------ Information shown
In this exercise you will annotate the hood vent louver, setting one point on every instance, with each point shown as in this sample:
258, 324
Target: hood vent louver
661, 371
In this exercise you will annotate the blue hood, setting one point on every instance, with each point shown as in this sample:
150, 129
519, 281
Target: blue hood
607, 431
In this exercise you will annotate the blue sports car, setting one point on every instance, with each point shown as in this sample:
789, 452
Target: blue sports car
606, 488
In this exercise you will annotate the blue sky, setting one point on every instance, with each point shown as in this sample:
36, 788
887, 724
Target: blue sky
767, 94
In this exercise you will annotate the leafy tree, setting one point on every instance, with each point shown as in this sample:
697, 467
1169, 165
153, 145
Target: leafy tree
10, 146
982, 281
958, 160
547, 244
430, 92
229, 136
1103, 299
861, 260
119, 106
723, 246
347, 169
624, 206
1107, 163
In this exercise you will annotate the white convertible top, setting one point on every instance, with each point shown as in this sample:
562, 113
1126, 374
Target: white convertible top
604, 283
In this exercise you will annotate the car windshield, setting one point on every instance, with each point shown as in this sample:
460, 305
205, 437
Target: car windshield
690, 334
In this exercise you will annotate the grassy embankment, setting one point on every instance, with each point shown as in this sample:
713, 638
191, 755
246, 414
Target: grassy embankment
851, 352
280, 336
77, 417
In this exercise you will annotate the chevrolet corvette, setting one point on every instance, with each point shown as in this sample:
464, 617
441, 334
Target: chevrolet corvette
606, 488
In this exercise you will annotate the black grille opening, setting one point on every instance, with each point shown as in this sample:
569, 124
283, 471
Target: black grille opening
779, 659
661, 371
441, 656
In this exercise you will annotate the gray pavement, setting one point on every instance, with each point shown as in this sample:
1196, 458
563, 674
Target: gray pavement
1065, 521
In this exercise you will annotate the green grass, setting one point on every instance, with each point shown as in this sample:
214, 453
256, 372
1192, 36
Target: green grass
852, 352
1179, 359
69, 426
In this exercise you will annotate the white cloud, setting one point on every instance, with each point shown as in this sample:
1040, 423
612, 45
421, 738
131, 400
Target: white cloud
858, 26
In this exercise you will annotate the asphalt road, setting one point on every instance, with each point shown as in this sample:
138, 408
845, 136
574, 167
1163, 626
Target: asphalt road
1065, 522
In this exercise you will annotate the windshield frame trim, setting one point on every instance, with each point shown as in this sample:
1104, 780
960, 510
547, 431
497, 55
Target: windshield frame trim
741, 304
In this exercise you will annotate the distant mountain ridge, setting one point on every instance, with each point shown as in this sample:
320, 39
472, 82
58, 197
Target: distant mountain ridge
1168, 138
------------
Task instructions |
Copy every line of the entries above without changing anything.

Written answer |
In this exercise you will annotate the hood vent louver, setting one point on every instance, with each point shown as in this sample:
258, 324
Target: hood vent louver
661, 371
In this exercise you will annotate the blue hood, setting one point on every instance, with each point shown as in this sample:
150, 129
519, 281
Target: blue hood
607, 431
In this exercise you will annotate the blue sports car, setting one point on every instance, with each point shown as in this sample:
789, 452
Target: blue sports car
606, 488
In this exercise you will annotate the blue sky, setting one point on every instance, with each point shown as in this sample:
36, 788
887, 724
Target: blue sky
767, 94
In this exercise you will annotate the leafy tree, setting one point on every instance, with each point shown as in this sample:
697, 467
1169, 165
153, 145
Target: leafy tree
10, 146
982, 281
958, 160
547, 244
430, 92
229, 136
1103, 299
861, 260
119, 106
723, 246
347, 169
624, 206
1107, 163
In this exercise you will annotate the white convertible top, setting one point on every instance, with each point shown as in this sample:
562, 113
1126, 374
Target: white convertible top
604, 283
In this exercise you will annotate the car windshield, setting one point on every instance, with each point shown as in this sample:
460, 305
205, 437
Target: car windshield
690, 334
In this exercise you will annotate the grassy embankment, setting one point on every instance, with each point shown as in this sample:
713, 638
191, 755
246, 414
Target: grassy embankment
851, 352
280, 336
77, 417
In this exercise you will annotate the chevrolet corvette, setting one point on every instance, with each point shown as in this sample:
464, 617
441, 334
Target: chevrolet corvette
606, 488
In this exercise you will annotate the black grille opening, setting one point on every instance, with each point shown as in this sample:
569, 124
283, 471
Target: black grille opening
779, 659
661, 371
441, 656
In this exercise you will annotate the gray pavement, setting one point on every instance, with each point shown as in this sample:
1196, 458
563, 674
Target: gray pavement
1065, 521
In this exercise you will annotate the green grass, setting one point on every instance, with each point shown as in this sample:
214, 453
256, 372
1192, 36
Target: green grass
852, 352
1179, 359
69, 426
In this exercise you will annotate the white cloud, setting one point on every instance, with each point shown as in this sample:
1040, 423
612, 45
421, 738
131, 400
Target: white cloud
858, 26
In this exercise you will annotate the asphalt road, setting one point on every instance, with each point shown as in this sample:
138, 408
845, 136
574, 167
1163, 626
Target: asphalt road
1065, 522
In this exercise you will annotate the windshield frame trim, setting one point on every instance, with each point shown as in this sample:
1104, 780
960, 510
547, 431
497, 55
Target: windshield frame trim
741, 304
In this exercise you will annotate the distant mountain ridge, setting one point on every instance, with each point shown as in this sample:
320, 39
472, 82
58, 197
Target: distant mountain ridge
1168, 138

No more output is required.